Data for the task:
☆ ☆ ☆ ☆ ☆ ☆ ☆

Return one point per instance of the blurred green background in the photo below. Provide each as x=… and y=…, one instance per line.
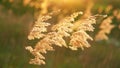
x=16, y=21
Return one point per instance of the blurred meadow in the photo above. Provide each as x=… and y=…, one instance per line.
x=17, y=18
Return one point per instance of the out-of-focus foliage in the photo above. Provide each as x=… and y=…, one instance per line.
x=16, y=20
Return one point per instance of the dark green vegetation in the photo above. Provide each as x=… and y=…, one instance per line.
x=15, y=26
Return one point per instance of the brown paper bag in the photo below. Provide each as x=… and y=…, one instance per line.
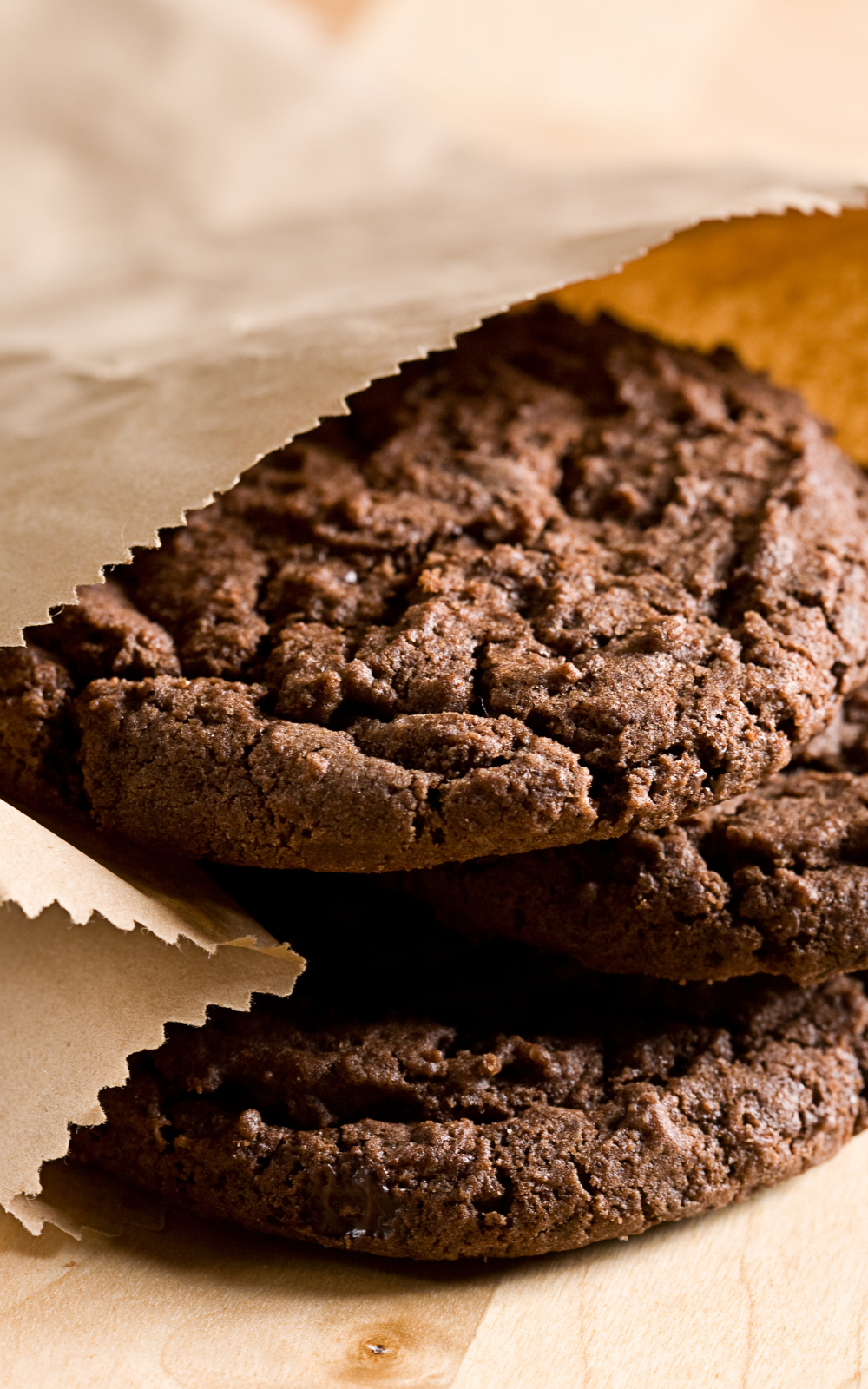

☆ ☆ ☆ ☆ ☆ ☆ ☆

What you are asked to do: Quote exactly, and nothing besides, the lines from the one with "Return one point per instance of the dark" through the end of the records above; include both ends and omit the pictures.

Expected output:
Return one point per instance of the dark green vegetation in the photo above. Provide each as x=… and y=…, one instance per line.
x=15, y=26
Return one point per instance of the brown paper bag in the photo below. Provide each as x=… and y=…, one instance per line.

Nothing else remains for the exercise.